§ Items from a data source
==============================
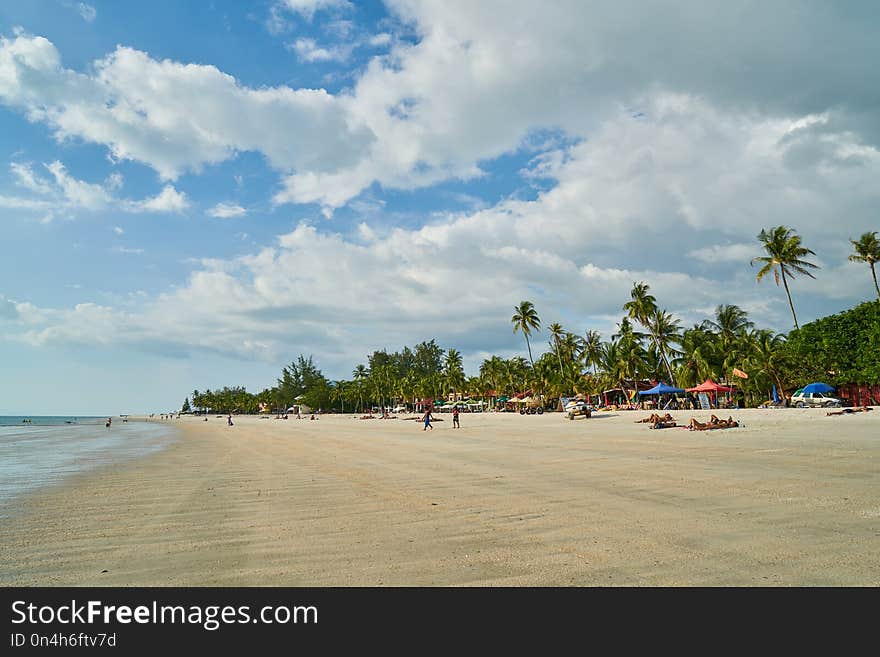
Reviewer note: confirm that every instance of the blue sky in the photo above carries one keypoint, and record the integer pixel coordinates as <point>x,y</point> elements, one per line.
<point>192,194</point>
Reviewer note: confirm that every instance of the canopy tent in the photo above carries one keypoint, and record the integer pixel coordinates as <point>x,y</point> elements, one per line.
<point>818,387</point>
<point>660,389</point>
<point>710,386</point>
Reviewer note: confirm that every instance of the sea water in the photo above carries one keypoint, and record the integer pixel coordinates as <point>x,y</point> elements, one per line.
<point>46,450</point>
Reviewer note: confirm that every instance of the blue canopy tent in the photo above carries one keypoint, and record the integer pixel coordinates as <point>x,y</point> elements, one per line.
<point>818,387</point>
<point>660,389</point>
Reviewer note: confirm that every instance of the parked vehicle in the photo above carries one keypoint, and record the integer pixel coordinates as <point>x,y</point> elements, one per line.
<point>802,399</point>
<point>576,408</point>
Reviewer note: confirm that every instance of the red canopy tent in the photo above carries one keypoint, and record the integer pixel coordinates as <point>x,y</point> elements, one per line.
<point>710,386</point>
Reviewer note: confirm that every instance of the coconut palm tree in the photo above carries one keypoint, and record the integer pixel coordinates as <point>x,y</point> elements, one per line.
<point>525,318</point>
<point>867,249</point>
<point>665,329</point>
<point>642,307</point>
<point>592,349</point>
<point>557,333</point>
<point>730,323</point>
<point>453,373</point>
<point>785,257</point>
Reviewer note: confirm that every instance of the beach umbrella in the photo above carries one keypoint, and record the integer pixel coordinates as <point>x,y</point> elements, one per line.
<point>661,389</point>
<point>710,386</point>
<point>818,387</point>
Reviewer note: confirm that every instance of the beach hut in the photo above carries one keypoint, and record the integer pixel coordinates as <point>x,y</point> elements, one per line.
<point>660,389</point>
<point>710,388</point>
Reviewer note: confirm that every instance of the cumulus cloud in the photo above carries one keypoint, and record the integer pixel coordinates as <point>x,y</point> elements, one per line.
<point>308,8</point>
<point>677,145</point>
<point>168,200</point>
<point>308,50</point>
<point>62,192</point>
<point>227,210</point>
<point>479,79</point>
<point>651,193</point>
<point>175,117</point>
<point>87,12</point>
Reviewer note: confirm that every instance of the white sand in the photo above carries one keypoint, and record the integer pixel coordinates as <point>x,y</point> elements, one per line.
<point>792,498</point>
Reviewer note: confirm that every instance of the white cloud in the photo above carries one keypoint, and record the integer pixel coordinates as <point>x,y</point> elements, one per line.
<point>680,193</point>
<point>26,178</point>
<point>87,12</point>
<point>308,8</point>
<point>309,51</point>
<point>379,40</point>
<point>479,80</point>
<point>64,193</point>
<point>724,253</point>
<point>175,117</point>
<point>227,210</point>
<point>169,200</point>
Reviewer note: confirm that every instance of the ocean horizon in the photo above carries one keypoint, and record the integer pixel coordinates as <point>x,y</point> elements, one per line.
<point>51,448</point>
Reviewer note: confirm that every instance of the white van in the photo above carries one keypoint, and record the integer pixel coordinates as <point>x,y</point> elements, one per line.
<point>803,399</point>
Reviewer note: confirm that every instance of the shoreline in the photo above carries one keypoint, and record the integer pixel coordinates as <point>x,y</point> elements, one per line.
<point>792,498</point>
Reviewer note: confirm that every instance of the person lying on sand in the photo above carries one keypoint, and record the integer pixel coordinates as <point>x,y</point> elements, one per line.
<point>847,411</point>
<point>713,423</point>
<point>654,418</point>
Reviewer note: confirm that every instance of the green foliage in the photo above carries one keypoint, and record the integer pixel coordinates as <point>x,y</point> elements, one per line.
<point>838,349</point>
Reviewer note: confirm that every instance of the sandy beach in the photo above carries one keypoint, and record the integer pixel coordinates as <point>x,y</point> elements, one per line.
<point>790,499</point>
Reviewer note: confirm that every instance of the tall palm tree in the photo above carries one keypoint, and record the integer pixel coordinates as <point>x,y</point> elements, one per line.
<point>557,333</point>
<point>785,256</point>
<point>665,329</point>
<point>642,307</point>
<point>867,249</point>
<point>730,322</point>
<point>453,373</point>
<point>592,349</point>
<point>525,318</point>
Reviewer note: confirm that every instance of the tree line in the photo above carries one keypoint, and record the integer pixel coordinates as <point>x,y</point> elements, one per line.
<point>649,344</point>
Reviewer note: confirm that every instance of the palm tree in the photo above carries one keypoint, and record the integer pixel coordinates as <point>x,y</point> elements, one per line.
<point>525,318</point>
<point>867,249</point>
<point>557,333</point>
<point>665,329</point>
<point>730,322</point>
<point>453,372</point>
<point>785,256</point>
<point>592,349</point>
<point>642,307</point>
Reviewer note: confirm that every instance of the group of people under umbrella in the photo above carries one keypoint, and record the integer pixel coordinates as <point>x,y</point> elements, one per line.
<point>708,386</point>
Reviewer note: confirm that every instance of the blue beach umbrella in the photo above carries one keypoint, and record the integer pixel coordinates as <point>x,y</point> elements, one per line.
<point>660,389</point>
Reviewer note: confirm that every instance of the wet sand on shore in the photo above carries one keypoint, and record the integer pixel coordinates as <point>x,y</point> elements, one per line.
<point>792,498</point>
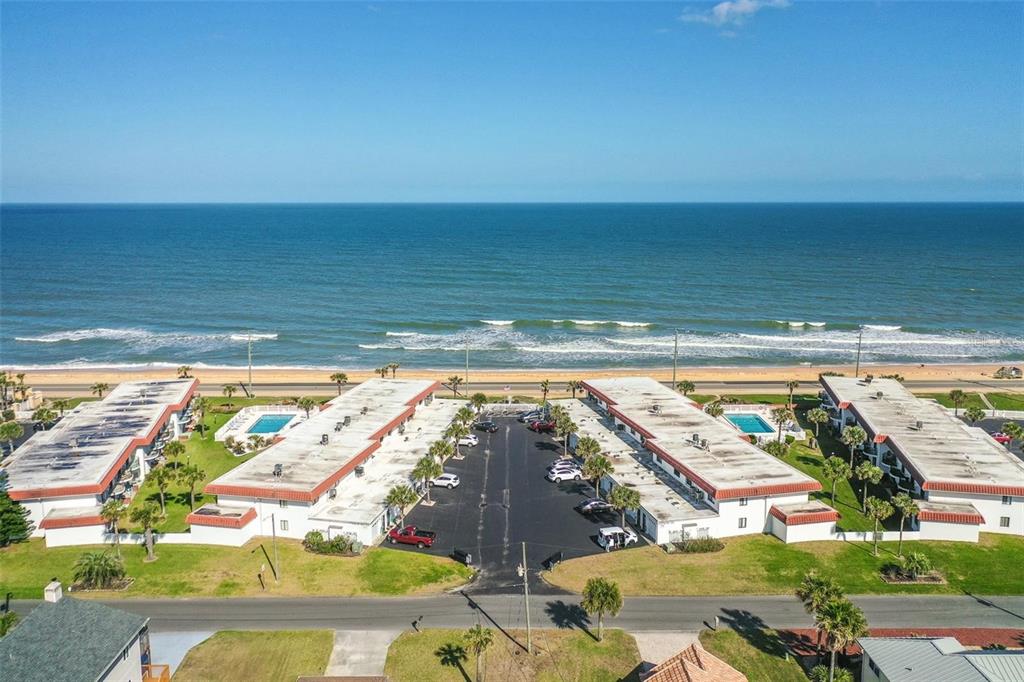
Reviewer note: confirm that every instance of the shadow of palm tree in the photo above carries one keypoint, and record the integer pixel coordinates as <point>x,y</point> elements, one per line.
<point>453,655</point>
<point>565,615</point>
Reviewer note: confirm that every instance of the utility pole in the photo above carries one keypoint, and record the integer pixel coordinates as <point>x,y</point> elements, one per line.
<point>860,337</point>
<point>524,571</point>
<point>675,359</point>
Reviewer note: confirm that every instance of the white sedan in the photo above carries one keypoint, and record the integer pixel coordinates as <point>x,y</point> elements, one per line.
<point>445,480</point>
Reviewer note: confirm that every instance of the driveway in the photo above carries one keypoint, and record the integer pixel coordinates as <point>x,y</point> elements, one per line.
<point>504,500</point>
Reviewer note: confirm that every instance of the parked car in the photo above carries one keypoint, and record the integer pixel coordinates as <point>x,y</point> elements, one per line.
<point>593,506</point>
<point>614,538</point>
<point>412,536</point>
<point>445,480</point>
<point>489,427</point>
<point>564,473</point>
<point>542,426</point>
==============================
§ PROBLEM DESCRIPTION
Set the entries down again exactly. Do not include the images.

§ RESPONSE TO THE TASK
Reviewer note: confirm that every instance of the blue sky in the photo above carries one keypoint, and record the integer pixel coordinates as <point>x,y</point> elements, one per line.
<point>192,194</point>
Reviewer note: confirm that every instance of the canopy tent in the photo above carries one keypoint, and record the integer pixel coordinates as <point>x,y</point> elements, one per line.
<point>818,387</point>
<point>660,389</point>
<point>710,386</point>
Reviewer note: confirm that every instance of the sea water in the photo above carries one keypoint, and record the integer pixel coordinates as <point>x,y</point> elements, one per line.
<point>46,450</point>
Reviewer note: confirm that every instance of the blue canopy tent in the photo above carries one keypoint, and record the integer pixel coordinates as <point>x,y</point> elements, one per line.
<point>818,387</point>
<point>660,389</point>
Reviewer note: confirm that every instance of the parked vehicle in the photo above carries one keypoint, and record the integer pixel coordinates as <point>x,y</point> elements, one per line.
<point>802,399</point>
<point>576,408</point>
Reviewer note: confirm that every instance of the red canopy tent in the photo above carries one keypoint, and record the integer pixel coordinates as <point>x,y</point> elements, one per line.
<point>710,386</point>
Reviewer note: confirm that every instance of the coconut palm tree in the photo above carries one keypoint, and record the integer pixel coordinates as <point>x,y</point> elements, one per line.
<point>525,318</point>
<point>867,249</point>
<point>665,329</point>
<point>642,307</point>
<point>592,349</point>
<point>557,333</point>
<point>730,323</point>
<point>453,373</point>
<point>785,257</point>
Reviewer note: confirm that every instance of the beach umbrella in the photo above carries one keypoint, and record the integer pixel coordinates as <point>x,y</point> elements, one per line.
<point>661,389</point>
<point>710,386</point>
<point>818,387</point>
Reviewer note: confirm that every instance of the beach hut in the photo above carries one keypoint, and record the integer pixel coordinates as <point>x,y</point> elements, one per line.
<point>660,389</point>
<point>710,388</point>
Reviewer note: confirm that every instance of the cumulus cloud in the photo above carries one keypoint, and record the integer pixel coordinates as <point>x,y</point> elements, one per line.
<point>308,8</point>
<point>677,145</point>
<point>168,200</point>
<point>308,50</point>
<point>62,192</point>
<point>227,210</point>
<point>479,79</point>
<point>651,193</point>
<point>175,117</point>
<point>87,12</point>
Reviewer note: confirm that every instance of the white sand in the photo above carries one keypoint, and record the integer pixel coordinates as <point>x,y</point> elements, one per line.
<point>792,498</point>
Reviewer note: confirm that every instance of the white cloud in the photo above carries one keypoint, and record the integer pixel coordinates as <point>x,y</point> elements, one per line.
<point>680,193</point>
<point>26,178</point>
<point>87,12</point>
<point>308,8</point>
<point>309,51</point>
<point>379,40</point>
<point>479,80</point>
<point>64,193</point>
<point>724,253</point>
<point>175,117</point>
<point>227,210</point>
<point>169,200</point>
Reviewer note: confirm that every instance of the ocean horizon in the photo above carries one keypoint, and record the integer pixel coordinates as <point>x,y</point> elements, one per line.
<point>51,448</point>
Reviewer note: confirm that every instance of the white van in the photo above carries one keypoint, and record the integer pixel coordinates as <point>x,y</point> elements, one per line.
<point>803,399</point>
Reviewer note: confirm that every instance of the shoreline in the photo above carries one keypoint, and record the integer pixel coordinates as <point>x,y</point> elements, one per line.
<point>792,498</point>
Reviewer note: confirm that every instance of the person lying on sand in the photo above carries one keypoint, and record the integer pixel coordinates as <point>x,y</point> elements, one per line.
<point>847,411</point>
<point>713,423</point>
<point>654,418</point>
Reviewer note: confirm that every instance of the green foliage in the photo above carries one keypoint, and record the integer pixel coordinates as <point>x,y</point> elements, one per line.
<point>838,349</point>
Reviewer note: confirm that every instance of the sandy beach in the photo above carries one keypoint, and record the integer pixel coordinates as <point>x,y</point> elements, one per line.
<point>790,499</point>
Reviewer note: confirm that every instance of the tall palm tree in the photo above carries one keypoint, and record the integer pixel coordinates as <point>x,y</point> elements, one per line.
<point>557,333</point>
<point>785,256</point>
<point>665,329</point>
<point>642,307</point>
<point>867,249</point>
<point>730,322</point>
<point>453,373</point>
<point>592,349</point>
<point>525,318</point>
Reviewer note: confirm that every instance of the tree line in the photo above carries one keypoint, and record the integer pixel coordinates as <point>x,y</point> elements, one per line.
<point>649,344</point>
Reviewer note: confirm that every instance of the palm tree in the photo above carries one keypoint, and record the integer pixel coordinates as <point>x,y</point> elements, one per line.
<point>525,318</point>
<point>867,249</point>
<point>557,333</point>
<point>665,329</point>
<point>730,322</point>
<point>453,372</point>
<point>785,256</point>
<point>592,349</point>
<point>642,307</point>
Reviewer note: confirm that every instance of the group of people under umbrella in the photo above carries one keypoint, and record the integer pixel coordinates as <point>x,y</point> elements, one per line.
<point>708,386</point>
Reviewer note: confirm that every instance of the blue beach umbrella in the photo above carries one keypoint, and record the integer pixel coordinates as <point>x,y</point> elements, one per line.
<point>660,389</point>
Reviewer note: confirm that every instance of the wet sand on shore in the photo above carries one keypoint, and record the integer pixel coordinates as <point>x,y</point> elements, one per line.
<point>792,498</point>
Reviewer note: confirm that every instance of the shadow of palm tree in the photo above carries one keypoint, and record the integer pixel coordinates as <point>x,y</point> elements, one per line.
<point>453,655</point>
<point>565,615</point>
Reviewer note: confirm that every instance of the utility pole in the photo above carries one keypoint, and record the integer pixel coordinates as <point>x,y</point> elements, one per line.
<point>860,337</point>
<point>524,571</point>
<point>675,359</point>
Reviewer note: confirm that every instance of the white sedan in the photo above carries one keypoint, and record the integer pixel coordinates as <point>x,y</point> elements, one per line.
<point>445,480</point>
Reviewer note: confirm that every instance of the driveway in the photo above carries one keypoint, and record the integer pixel coordinates as <point>x,y</point> elements, one per line.
<point>504,500</point>
Reviewer note: confirm that every instance of the parked car in the photo above carries one keypoint, and record the integer pixel coordinates as <point>x,y</point> elements, one per line.
<point>593,506</point>
<point>614,538</point>
<point>412,536</point>
<point>445,480</point>
<point>489,427</point>
<point>564,473</point>
<point>542,426</point>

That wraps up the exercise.